EXERCISE DESCRIPTION
Each and every line of the data must appear exactly as given.

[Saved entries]
★ ★ ★ ★
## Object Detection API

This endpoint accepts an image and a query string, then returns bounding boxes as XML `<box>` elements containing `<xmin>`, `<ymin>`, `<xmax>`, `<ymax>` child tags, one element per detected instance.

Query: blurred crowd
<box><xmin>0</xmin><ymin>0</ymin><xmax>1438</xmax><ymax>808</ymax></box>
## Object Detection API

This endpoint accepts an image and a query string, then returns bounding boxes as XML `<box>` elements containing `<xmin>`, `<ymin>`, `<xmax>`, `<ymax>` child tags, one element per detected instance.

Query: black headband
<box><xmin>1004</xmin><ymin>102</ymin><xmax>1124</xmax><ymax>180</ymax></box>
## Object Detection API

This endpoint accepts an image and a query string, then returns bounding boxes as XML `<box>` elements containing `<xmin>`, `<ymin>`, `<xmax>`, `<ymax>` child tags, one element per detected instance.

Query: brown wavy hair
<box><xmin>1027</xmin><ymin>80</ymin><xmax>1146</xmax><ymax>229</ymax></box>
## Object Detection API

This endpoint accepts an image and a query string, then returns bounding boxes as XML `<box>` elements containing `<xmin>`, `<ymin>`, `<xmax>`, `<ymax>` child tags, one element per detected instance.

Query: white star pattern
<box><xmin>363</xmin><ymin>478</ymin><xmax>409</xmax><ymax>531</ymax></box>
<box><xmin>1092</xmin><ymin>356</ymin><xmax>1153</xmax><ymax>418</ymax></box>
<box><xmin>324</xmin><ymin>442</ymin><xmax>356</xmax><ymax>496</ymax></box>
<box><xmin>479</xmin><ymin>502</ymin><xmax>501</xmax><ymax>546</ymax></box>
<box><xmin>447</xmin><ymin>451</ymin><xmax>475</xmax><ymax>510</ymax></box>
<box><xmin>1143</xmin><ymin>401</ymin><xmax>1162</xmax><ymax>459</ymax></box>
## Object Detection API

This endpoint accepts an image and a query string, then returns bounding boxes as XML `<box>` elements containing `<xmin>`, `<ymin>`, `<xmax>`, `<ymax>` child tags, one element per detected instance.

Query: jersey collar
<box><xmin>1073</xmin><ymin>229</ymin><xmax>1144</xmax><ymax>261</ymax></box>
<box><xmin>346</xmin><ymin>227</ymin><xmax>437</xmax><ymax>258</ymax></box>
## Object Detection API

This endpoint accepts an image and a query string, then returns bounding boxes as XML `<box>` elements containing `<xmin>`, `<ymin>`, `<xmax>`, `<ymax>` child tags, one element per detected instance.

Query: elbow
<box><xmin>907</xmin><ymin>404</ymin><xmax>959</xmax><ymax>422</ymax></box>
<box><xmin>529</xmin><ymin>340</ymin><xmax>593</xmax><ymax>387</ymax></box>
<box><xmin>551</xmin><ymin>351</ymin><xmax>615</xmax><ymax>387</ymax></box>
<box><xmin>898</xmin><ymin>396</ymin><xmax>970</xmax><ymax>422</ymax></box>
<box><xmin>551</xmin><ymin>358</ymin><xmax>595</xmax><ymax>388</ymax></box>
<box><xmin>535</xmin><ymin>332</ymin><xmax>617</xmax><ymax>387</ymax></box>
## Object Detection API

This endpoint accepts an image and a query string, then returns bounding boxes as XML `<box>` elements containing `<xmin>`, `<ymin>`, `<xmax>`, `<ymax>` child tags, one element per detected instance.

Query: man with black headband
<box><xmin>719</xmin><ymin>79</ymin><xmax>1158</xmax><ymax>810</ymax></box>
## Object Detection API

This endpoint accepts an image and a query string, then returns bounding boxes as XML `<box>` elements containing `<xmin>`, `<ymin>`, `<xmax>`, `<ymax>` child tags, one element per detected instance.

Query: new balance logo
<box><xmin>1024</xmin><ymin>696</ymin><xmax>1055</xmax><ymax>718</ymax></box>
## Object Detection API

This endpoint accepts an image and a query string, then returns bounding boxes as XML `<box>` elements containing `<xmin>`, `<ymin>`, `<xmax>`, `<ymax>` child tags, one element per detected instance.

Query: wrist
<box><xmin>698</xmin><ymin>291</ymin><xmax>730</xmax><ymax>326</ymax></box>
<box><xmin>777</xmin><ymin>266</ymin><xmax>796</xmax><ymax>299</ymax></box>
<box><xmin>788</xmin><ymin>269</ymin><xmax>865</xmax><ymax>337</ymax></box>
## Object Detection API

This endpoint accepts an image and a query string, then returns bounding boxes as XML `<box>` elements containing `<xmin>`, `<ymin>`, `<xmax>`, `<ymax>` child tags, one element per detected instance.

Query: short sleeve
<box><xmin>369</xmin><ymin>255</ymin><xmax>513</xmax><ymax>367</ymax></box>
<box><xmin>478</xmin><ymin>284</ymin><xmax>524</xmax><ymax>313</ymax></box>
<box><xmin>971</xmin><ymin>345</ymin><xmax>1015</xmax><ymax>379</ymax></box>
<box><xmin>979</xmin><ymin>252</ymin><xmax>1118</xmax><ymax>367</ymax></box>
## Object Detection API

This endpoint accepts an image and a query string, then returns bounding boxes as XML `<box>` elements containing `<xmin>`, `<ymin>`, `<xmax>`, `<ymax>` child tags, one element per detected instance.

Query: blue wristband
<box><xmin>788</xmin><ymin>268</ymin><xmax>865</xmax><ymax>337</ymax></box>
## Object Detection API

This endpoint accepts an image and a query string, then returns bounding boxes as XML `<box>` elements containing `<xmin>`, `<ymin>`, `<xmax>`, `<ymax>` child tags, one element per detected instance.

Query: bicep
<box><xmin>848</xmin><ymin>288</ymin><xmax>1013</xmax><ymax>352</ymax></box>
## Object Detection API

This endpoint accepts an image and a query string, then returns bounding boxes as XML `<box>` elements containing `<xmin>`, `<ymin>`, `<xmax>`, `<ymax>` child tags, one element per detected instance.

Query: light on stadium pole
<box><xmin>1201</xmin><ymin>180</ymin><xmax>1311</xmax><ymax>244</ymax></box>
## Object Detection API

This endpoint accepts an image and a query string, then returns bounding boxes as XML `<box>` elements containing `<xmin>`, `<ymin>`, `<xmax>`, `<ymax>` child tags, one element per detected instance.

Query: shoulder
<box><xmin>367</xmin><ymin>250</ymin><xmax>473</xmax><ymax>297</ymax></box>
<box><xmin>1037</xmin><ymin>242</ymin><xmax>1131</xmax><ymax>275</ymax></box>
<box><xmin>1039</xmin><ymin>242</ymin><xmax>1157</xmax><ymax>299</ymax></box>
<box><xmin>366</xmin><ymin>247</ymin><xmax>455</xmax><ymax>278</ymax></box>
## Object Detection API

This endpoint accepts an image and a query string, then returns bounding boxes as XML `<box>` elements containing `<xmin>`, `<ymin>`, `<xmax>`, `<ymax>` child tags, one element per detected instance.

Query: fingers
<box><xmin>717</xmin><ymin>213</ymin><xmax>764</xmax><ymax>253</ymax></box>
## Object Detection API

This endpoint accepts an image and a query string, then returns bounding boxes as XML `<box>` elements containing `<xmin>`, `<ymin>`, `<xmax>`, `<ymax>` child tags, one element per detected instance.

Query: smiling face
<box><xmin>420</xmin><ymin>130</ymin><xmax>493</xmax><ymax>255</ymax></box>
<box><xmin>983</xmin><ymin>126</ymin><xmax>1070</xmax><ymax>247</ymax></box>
★ ★ ★ ★
TASK SOLUTION
## Object Detection API

This endpoint accepts an image and a query string, then returns bounding boxes as XML `<box>` elements containing `<xmin>`, `<ymin>`, `<xmax>`, `<ymax>` child tags, one element per detected instance.

Query: blurred crowd
<box><xmin>0</xmin><ymin>0</ymin><xmax>1438</xmax><ymax>808</ymax></box>
## Object Detection API

This endpoint accepts an image and a query string, then returns bounding boxes as XML `<box>` elements containing `<xmin>`, `<ymin>`, `<xmax>`, `<ymax>` child tags, one element per detected instance.

Query: black headband
<box><xmin>1004</xmin><ymin>102</ymin><xmax>1124</xmax><ymax>180</ymax></box>
## Object Detection API

This endpoint accepts an image and a query string, then returns bounding boxes as XML `<box>` elements containing `<xmin>`, `<ymin>`, `<xmax>`, `<ymax>` child tags, one element per detected instance.

Query: brown wavy hair
<box><xmin>1027</xmin><ymin>80</ymin><xmax>1146</xmax><ymax>229</ymax></box>
## Object Detection API

This endpoint accepts an image and a query string, then returns bounding boxes as XML `<box>` elements containing `<xmin>`, `<ymin>`, `<xmax>`, `<ymax>` child tags, one element per detected instance.

Query: white star pattern
<box><xmin>363</xmin><ymin>478</ymin><xmax>409</xmax><ymax>531</ymax></box>
<box><xmin>1092</xmin><ymin>356</ymin><xmax>1153</xmax><ymax>418</ymax></box>
<box><xmin>324</xmin><ymin>442</ymin><xmax>356</xmax><ymax>496</ymax></box>
<box><xmin>479</xmin><ymin>502</ymin><xmax>501</xmax><ymax>546</ymax></box>
<box><xmin>447</xmin><ymin>451</ymin><xmax>475</xmax><ymax>510</ymax></box>
<box><xmin>1143</xmin><ymin>401</ymin><xmax>1162</xmax><ymax>459</ymax></box>
## Object Detection API

This endpoint accepts an image and a query string, then returns bounding boxes as XML `<box>` elements containing `<xmin>`, `<ymin>`, `<xmax>`, `<ymax>` child tags, one element per detected instance.

Query: jersey collar
<box><xmin>1073</xmin><ymin>229</ymin><xmax>1144</xmax><ymax>261</ymax></box>
<box><xmin>346</xmin><ymin>227</ymin><xmax>437</xmax><ymax>258</ymax></box>
## Object Detection API

This endpoint accepts an image and a query string, then returns bounding boxes as XML `<box>` elements containing `<xmin>`, `<ymin>`, `<xmax>`, `<ymax>` child tags, one element per detected instance.

Query: elbow
<box><xmin>907</xmin><ymin>404</ymin><xmax>959</xmax><ymax>422</ymax></box>
<box><xmin>529</xmin><ymin>340</ymin><xmax>593</xmax><ymax>387</ymax></box>
<box><xmin>551</xmin><ymin>351</ymin><xmax>615</xmax><ymax>387</ymax></box>
<box><xmin>898</xmin><ymin>396</ymin><xmax>970</xmax><ymax>422</ymax></box>
<box><xmin>551</xmin><ymin>358</ymin><xmax>595</xmax><ymax>388</ymax></box>
<box><xmin>535</xmin><ymin>332</ymin><xmax>617</xmax><ymax>387</ymax></box>
## Object Detection API

This endpoint accepts an image and a query string, then returns bounding boxes as XML `<box>` elements containing `<xmin>`, `<ymin>`, `<xmax>`, `<ymax>` child tags, one element per detected instance.

Query: man with black headband
<box><xmin>719</xmin><ymin>79</ymin><xmax>1158</xmax><ymax>810</ymax></box>
## Object Detection API

This endpoint accepts an image and a query string, then returns bounding boxes as XML `<box>` elements containing `<xmin>`, `<ymin>`, `<xmax>`, `<ymax>` child tags, one element per detected instance.

Query: new balance logo
<box><xmin>1024</xmin><ymin>696</ymin><xmax>1055</xmax><ymax>718</ymax></box>
## Object Detection API

This endpoint accepts an image and a query string, then returns bounding boxes as XML `<box>` elements containing `<xmin>`, `<ymin>`, `<xmax>`, `<ymax>` child tags, one element per detected instance.

Query: wrist
<box><xmin>698</xmin><ymin>291</ymin><xmax>730</xmax><ymax>326</ymax></box>
<box><xmin>777</xmin><ymin>266</ymin><xmax>796</xmax><ymax>299</ymax></box>
<box><xmin>788</xmin><ymin>269</ymin><xmax>865</xmax><ymax>337</ymax></box>
## Object Detection API

This endpoint accepts an image and a query string, then returns bounding boxes as XML `<box>` elements containing `<xmin>`, `<ymin>`, `<xmax>`, `<ymax>` child tags, one element per detected instance.

Query: short sleeve
<box><xmin>369</xmin><ymin>255</ymin><xmax>513</xmax><ymax>367</ymax></box>
<box><xmin>478</xmin><ymin>284</ymin><xmax>524</xmax><ymax>313</ymax></box>
<box><xmin>971</xmin><ymin>345</ymin><xmax>1015</xmax><ymax>379</ymax></box>
<box><xmin>979</xmin><ymin>252</ymin><xmax>1118</xmax><ymax>367</ymax></box>
## Object Detection API

This endpoint accepts an image and a query string, then returns bounding boxes as XML `<box>` elements containing `<xmin>`, `<ymin>`, `<xmax>`, `<ymax>` child tags, one element per detected instance.

Query: blue wristband
<box><xmin>788</xmin><ymin>268</ymin><xmax>865</xmax><ymax>337</ymax></box>
## Object Detection API

This endpoint accepts an image and a query string, then returns bounding boxes as XML `<box>` elements containing `<xmin>`, `<ymin>`, `<xmax>`, `<ymax>` child tags, one element per detected instance.

Query: bicep
<box><xmin>848</xmin><ymin>288</ymin><xmax>1013</xmax><ymax>352</ymax></box>
## Object Detection API

This endpoint accepts an image and a query string, then returns bounding boxes as XML `<box>` elements containing `<xmin>`, `<ymin>`, `<xmax>`, `<ymax>` child tags, one element per detected instance.

Query: light on stadium pole
<box><xmin>1201</xmin><ymin>180</ymin><xmax>1311</xmax><ymax>244</ymax></box>
## Object Detection API

This endpoint accepts an image and a query string, then returns bounding boxes as XML `<box>` elements containing `<xmin>`, `<ymin>`, `<xmax>`, `<ymax>` child tags, one element per detected instance.

Query: shoulder
<box><xmin>367</xmin><ymin>250</ymin><xmax>473</xmax><ymax>297</ymax></box>
<box><xmin>1037</xmin><ymin>242</ymin><xmax>1131</xmax><ymax>275</ymax></box>
<box><xmin>1039</xmin><ymin>242</ymin><xmax>1157</xmax><ymax>299</ymax></box>
<box><xmin>366</xmin><ymin>247</ymin><xmax>455</xmax><ymax>278</ymax></box>
## Object Detection API

This endpoint accepts an image and a query string, then returns bounding boxes as XML `<box>` elements containing `<xmin>`, `<ymin>`, `<xmax>`, `<ymax>` child tags, one element per detected instance.

Query: fingers
<box><xmin>717</xmin><ymin>213</ymin><xmax>764</xmax><ymax>253</ymax></box>
## Object Detection API

This endpoint accepts an image and a query string, then returns bounding boxes as XML `<box>` elements containing `<xmin>`, `<ymin>`, `<xmax>`, `<ymax>` child tags, one element per detected instance.

Query: smiling face
<box><xmin>420</xmin><ymin>130</ymin><xmax>493</xmax><ymax>255</ymax></box>
<box><xmin>983</xmin><ymin>126</ymin><xmax>1070</xmax><ymax>247</ymax></box>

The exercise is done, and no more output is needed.